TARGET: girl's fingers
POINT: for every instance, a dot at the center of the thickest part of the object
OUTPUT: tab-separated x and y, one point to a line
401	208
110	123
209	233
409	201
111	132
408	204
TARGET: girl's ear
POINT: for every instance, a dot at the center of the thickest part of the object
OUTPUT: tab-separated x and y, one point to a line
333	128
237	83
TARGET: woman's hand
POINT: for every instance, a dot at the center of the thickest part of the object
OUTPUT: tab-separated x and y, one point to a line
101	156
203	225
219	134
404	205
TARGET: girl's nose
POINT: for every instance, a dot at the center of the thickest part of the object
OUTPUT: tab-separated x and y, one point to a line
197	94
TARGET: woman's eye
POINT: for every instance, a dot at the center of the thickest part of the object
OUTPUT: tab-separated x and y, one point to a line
---
-- Assigned task --
Give back, word for word, the lines from the one with "TARGET: girl's ear" through the last line of the entries, both included, and no other line.

-- Solution to this task --
TARGET: girl's ear
POINT: for every instance, a dot at the center of the thickest part of the object
OUTPUT: tab-separated x and y, one point to a line
333	128
237	83
TARGET: woman's hand
POINT: for every instance, a dot at the center of the thickest part of the object
OUTPUT: tab-separated x and y, one point to a line
101	156
203	225
219	134
404	205
TARGET: girl's nose
POINT: for every instance, a dot at the center of the thickest part of the object
OUTPUT: tab-separated x and y, one point to a line
197	94
TARGET: woman's eye
POINT: for every instance, a dot at the center of the thickest part of the object
OUTPUT: tab-separated x and y, one point to a line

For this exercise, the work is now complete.